→ WORKING DATA
=== Begin Enclosure ===

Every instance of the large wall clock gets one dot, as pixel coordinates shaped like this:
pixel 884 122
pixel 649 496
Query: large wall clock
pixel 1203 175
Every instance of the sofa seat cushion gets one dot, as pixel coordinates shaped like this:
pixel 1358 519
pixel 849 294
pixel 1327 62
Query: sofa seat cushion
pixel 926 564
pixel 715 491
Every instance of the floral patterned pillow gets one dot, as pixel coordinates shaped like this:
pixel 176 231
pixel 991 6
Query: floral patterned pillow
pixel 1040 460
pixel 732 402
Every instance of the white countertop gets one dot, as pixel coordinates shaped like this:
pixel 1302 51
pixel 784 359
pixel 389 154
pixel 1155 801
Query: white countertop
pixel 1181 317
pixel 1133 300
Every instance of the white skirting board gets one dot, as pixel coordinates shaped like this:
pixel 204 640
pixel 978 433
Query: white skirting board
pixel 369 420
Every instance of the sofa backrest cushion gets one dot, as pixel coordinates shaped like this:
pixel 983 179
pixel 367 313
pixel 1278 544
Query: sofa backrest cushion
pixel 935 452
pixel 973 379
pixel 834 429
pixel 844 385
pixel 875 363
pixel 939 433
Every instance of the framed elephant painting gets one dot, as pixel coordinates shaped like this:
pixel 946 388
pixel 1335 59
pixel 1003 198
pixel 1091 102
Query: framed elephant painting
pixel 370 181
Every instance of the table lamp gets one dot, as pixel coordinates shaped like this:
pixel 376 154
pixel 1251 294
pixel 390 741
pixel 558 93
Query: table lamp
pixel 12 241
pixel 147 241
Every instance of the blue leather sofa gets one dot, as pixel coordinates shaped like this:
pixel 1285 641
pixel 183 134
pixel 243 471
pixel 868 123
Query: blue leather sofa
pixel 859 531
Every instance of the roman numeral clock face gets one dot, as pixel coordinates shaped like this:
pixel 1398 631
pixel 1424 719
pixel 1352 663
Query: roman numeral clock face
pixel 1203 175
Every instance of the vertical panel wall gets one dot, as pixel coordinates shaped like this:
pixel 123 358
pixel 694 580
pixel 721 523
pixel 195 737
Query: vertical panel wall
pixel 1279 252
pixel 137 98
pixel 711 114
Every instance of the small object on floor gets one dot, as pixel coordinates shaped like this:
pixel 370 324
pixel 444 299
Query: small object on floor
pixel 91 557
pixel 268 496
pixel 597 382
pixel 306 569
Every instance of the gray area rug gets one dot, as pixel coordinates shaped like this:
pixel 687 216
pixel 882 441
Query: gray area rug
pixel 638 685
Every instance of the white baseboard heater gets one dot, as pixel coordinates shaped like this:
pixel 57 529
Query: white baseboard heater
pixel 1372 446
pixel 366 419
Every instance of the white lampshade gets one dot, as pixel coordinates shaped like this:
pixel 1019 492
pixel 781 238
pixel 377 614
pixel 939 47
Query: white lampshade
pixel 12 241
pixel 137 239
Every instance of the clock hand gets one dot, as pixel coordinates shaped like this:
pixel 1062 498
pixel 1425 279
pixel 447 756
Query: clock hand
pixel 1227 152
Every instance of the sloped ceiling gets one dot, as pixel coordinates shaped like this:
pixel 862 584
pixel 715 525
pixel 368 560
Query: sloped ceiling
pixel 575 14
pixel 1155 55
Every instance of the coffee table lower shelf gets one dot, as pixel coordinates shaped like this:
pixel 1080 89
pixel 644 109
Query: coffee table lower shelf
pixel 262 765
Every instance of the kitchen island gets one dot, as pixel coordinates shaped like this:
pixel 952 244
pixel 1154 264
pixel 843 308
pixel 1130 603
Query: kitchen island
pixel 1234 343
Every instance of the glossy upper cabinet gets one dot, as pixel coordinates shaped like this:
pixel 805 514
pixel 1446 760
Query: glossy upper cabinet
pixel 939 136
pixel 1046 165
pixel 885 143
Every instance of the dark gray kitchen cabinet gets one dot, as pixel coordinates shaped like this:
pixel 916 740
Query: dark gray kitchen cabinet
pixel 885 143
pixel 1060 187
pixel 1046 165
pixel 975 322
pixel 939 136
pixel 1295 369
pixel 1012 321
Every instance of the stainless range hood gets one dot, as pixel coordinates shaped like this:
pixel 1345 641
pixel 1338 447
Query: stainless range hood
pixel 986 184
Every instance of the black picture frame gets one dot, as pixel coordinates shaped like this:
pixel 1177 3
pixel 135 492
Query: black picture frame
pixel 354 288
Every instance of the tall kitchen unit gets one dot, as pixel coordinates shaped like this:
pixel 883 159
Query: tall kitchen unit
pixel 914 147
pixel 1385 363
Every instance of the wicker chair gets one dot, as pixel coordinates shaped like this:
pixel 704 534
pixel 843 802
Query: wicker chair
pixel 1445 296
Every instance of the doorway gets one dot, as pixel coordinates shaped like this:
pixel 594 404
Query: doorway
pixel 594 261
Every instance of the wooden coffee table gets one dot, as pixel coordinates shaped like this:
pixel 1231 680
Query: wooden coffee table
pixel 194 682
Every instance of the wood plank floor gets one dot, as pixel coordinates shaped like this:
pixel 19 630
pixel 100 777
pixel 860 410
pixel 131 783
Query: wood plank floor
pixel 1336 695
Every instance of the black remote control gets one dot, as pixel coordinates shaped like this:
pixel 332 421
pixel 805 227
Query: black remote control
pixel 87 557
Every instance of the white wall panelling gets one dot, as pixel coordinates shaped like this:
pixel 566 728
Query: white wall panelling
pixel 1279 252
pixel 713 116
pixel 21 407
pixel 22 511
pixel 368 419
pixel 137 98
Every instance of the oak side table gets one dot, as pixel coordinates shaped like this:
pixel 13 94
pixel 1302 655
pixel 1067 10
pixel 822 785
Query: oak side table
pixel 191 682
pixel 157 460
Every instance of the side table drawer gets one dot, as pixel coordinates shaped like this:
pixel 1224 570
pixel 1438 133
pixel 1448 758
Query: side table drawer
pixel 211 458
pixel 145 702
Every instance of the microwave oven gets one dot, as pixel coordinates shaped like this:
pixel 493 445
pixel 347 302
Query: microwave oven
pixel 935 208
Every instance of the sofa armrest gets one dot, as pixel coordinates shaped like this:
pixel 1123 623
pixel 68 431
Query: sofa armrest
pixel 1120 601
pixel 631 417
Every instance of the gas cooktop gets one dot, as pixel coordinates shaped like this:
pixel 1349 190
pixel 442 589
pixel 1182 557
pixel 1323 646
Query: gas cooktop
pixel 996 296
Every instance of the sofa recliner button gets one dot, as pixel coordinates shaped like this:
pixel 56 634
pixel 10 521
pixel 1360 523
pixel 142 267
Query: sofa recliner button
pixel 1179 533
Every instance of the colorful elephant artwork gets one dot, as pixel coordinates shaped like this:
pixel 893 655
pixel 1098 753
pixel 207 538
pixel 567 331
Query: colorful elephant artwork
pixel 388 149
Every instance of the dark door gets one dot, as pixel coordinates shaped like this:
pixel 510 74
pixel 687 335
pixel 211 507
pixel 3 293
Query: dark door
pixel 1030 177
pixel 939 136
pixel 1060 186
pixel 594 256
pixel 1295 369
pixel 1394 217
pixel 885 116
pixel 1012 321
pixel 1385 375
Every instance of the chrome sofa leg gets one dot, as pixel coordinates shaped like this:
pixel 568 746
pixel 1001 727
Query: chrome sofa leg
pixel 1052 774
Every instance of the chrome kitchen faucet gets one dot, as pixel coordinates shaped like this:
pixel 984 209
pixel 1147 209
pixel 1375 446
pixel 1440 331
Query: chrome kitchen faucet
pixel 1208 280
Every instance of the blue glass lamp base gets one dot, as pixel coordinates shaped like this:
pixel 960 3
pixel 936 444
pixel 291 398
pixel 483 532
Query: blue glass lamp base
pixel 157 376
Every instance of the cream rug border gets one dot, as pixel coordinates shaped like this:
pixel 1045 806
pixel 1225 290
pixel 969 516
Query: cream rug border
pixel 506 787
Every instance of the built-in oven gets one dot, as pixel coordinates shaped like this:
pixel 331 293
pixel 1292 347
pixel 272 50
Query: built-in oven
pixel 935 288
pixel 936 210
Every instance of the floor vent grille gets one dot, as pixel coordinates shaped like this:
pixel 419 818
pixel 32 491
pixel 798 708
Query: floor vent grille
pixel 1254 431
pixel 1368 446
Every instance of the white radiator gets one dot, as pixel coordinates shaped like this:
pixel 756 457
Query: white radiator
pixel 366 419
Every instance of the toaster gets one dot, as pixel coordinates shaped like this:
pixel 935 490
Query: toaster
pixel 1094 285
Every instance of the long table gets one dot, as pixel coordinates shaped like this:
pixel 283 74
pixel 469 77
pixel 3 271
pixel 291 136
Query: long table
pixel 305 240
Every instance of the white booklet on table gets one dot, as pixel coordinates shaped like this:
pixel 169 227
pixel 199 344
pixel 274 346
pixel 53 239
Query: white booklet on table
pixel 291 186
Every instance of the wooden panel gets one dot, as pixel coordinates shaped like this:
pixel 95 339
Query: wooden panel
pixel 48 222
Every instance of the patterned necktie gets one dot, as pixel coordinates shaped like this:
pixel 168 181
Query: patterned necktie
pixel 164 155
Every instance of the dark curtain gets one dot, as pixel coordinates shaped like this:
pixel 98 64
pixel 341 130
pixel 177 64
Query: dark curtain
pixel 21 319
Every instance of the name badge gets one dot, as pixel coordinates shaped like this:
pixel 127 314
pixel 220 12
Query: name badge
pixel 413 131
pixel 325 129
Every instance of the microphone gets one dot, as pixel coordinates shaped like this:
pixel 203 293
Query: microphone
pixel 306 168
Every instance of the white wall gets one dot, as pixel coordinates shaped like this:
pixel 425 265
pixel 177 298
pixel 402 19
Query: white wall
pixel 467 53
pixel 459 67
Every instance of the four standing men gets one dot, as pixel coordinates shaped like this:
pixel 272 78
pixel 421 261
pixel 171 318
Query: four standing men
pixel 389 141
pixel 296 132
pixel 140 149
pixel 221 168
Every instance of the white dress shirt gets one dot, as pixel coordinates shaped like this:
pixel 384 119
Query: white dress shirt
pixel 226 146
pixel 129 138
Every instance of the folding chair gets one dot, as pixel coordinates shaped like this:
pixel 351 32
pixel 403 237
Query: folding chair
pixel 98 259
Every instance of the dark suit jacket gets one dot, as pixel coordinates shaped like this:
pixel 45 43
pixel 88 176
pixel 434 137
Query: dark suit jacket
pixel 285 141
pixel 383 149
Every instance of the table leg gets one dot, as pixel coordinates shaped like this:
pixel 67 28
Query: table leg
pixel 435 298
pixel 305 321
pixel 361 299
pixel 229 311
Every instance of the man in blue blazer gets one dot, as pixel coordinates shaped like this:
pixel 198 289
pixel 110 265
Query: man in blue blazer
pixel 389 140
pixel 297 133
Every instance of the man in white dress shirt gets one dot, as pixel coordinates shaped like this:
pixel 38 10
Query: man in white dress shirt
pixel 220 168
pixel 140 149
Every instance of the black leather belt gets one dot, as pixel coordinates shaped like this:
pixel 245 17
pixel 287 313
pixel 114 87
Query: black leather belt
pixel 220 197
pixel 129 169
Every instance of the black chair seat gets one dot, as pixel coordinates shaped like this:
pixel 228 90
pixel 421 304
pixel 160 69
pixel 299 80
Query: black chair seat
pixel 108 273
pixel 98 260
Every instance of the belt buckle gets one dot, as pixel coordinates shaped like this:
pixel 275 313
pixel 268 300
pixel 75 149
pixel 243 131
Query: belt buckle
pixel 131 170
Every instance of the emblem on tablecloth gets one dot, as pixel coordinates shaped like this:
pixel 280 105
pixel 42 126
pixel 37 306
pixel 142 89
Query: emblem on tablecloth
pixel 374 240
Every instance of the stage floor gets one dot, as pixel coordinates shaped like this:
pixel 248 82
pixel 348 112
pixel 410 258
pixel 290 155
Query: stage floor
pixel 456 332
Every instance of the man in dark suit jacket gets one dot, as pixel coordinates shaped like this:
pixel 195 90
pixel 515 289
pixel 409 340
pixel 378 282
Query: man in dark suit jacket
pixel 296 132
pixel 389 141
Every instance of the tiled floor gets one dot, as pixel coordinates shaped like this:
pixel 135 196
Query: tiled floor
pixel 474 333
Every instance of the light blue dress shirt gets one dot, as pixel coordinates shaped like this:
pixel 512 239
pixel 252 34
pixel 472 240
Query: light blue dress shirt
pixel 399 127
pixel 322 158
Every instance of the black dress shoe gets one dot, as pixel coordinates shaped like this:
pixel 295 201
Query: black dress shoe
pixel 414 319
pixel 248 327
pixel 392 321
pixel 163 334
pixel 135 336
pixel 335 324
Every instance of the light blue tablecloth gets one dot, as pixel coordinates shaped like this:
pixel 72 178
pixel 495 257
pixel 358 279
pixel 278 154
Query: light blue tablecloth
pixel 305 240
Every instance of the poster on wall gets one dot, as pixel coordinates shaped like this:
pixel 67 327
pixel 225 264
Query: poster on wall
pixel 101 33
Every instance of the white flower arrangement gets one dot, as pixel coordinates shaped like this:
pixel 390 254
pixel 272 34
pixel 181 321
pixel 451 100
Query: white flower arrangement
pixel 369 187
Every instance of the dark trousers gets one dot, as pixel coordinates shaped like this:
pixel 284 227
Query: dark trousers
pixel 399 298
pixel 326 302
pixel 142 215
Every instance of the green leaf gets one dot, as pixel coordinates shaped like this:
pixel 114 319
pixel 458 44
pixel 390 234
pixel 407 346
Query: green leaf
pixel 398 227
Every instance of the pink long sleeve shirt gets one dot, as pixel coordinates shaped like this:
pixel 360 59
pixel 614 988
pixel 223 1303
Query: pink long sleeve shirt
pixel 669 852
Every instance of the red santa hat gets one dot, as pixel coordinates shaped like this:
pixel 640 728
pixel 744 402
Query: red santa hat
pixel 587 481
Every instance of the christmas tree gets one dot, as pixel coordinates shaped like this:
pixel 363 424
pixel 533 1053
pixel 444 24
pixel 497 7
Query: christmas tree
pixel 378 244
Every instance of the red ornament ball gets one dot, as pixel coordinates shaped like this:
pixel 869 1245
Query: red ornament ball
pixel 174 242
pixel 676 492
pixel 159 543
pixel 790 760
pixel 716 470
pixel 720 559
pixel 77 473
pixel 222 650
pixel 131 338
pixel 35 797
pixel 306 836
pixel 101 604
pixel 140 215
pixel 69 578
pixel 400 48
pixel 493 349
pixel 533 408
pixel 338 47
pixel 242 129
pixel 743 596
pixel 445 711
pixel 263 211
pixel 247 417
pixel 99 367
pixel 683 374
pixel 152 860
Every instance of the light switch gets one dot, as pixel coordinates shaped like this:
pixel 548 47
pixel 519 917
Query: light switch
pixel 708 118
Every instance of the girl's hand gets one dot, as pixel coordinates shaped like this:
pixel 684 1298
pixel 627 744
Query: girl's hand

=== End Enclosure ===

→ THE TASK
Would you show each line of the material above that contains the string "girl"?

→ ANSWER TO THE PROBLEM
Every instance of the girl's hand gets one dot, as pixel coordinates shaped like this:
Query: girl's hand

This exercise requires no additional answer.